Used to do this for a living. 5 in 1 scrapers work the best. The curved edge works great on the prop shafts and flat edge for the props. There is also a pointed side that is handy for cleaning barnacles off of the speed wheels. For through holes I always used a long flat blade ground down to dull edges but a long screwdriver should work equally well just be careful. For the hull I've found that floor buffer pads work great. Just cut them up into sections. Be very gentle with ablative bottoms.


----------



## FelixH (Sep 28, 2007)

> *Mike aka FishWerks (9/5/2008)* The primary concern is what you may ingest via your regulator.


That really shouldn't be a concern... the only thing you should be getting through your regulator is breathing gas/air from the tank or compressor.


----------



## Xakane (Aug 11, 2009)

[Dataset excerpts on object pointing]
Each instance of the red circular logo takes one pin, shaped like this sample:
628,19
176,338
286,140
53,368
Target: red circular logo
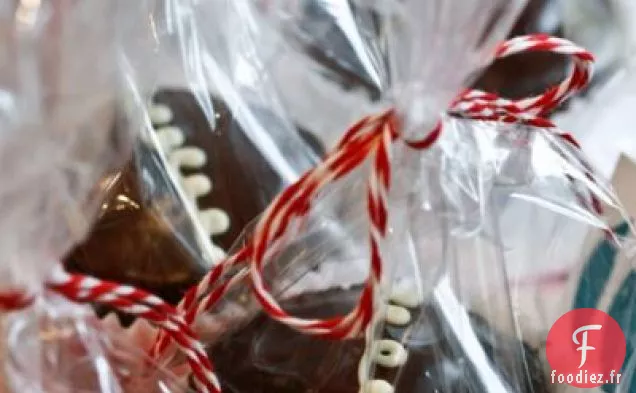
586,348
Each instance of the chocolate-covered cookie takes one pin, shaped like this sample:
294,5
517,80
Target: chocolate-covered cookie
143,235
267,356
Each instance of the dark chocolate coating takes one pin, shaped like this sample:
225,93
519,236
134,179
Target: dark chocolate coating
142,235
243,182
269,357
529,73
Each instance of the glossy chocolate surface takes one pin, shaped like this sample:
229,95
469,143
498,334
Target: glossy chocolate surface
142,235
269,357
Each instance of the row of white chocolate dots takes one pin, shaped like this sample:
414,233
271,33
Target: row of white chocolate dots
385,352
213,220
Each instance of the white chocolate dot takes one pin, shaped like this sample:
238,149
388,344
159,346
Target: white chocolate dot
215,221
407,297
397,315
389,353
197,185
188,157
217,255
160,114
170,137
377,386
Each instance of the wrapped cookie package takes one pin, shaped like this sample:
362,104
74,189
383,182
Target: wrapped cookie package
405,252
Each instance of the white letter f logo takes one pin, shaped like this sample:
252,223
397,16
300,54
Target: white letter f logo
584,347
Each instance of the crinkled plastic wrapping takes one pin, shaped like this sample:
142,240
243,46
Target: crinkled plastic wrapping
76,77
451,307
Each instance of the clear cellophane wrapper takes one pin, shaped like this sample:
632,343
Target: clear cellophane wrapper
480,223
76,142
448,313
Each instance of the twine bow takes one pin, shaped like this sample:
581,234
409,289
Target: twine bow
370,138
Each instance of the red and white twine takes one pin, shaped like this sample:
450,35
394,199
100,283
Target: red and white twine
372,137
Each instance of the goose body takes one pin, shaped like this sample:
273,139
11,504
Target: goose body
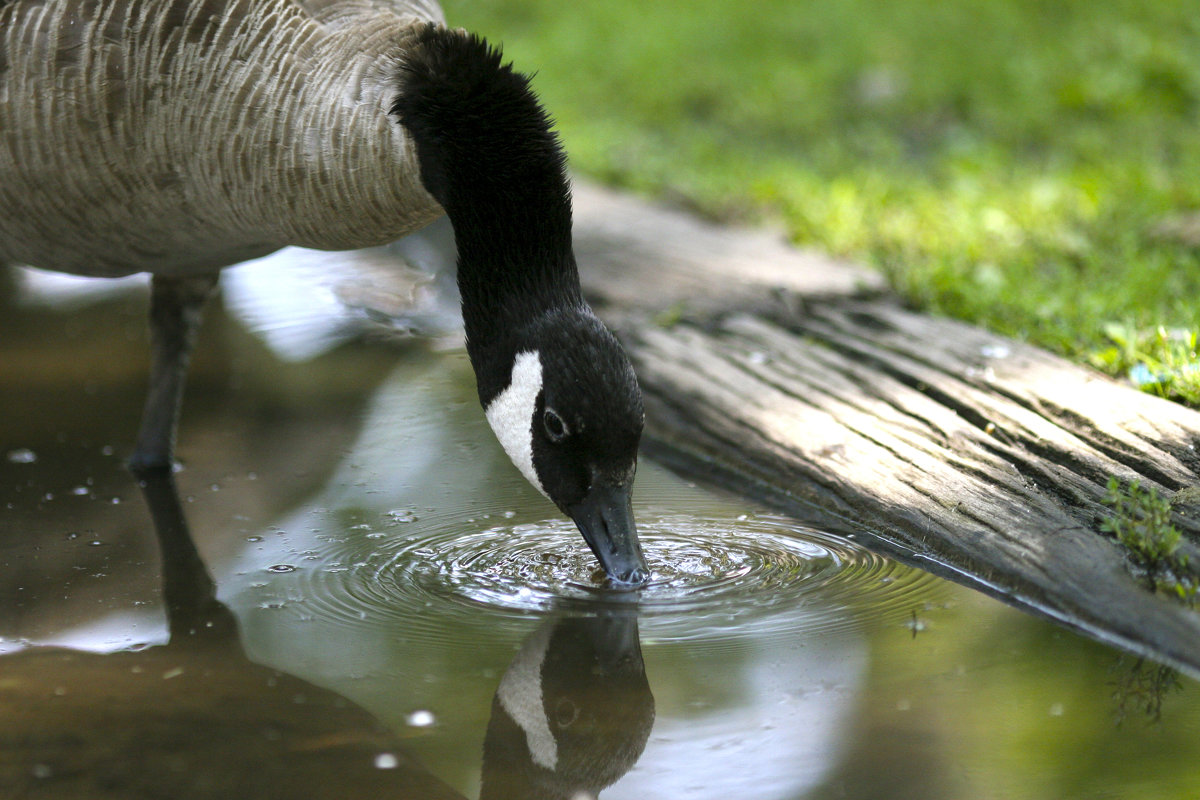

Tasks:
1. In the hull-cleaning thread, what does the poster say works great for cleaning the hull itself?
2. Write what comes next in the hull-cleaning thread, picking up right after its final line.

Results in order:
1. Floor buffer pads, cut up into sections.

2.
The problem is that that while you are cleaning the boat you usually have your back to the ground, sand and other debris gets into your regulator and it leaks. On a typical dive you don't notice it because the water makes it's way right back out but when your on your back it has a tendency to drip right into your mouth. Not good.


----------



## Mike aka FishWerks (Oct 22, 2007)

> *FelixH (8/14/2009)*
> 
> 
> > *Mike aka FishWerks (9/5/2008)* The primary concern is what you may ingest via your regulator.
> ...






Thanks for your input Felix. What "should" be and _will_ be are two entirely different critters. 



For the OP I'll say it again, watch the paint and the sh#t that comes with it.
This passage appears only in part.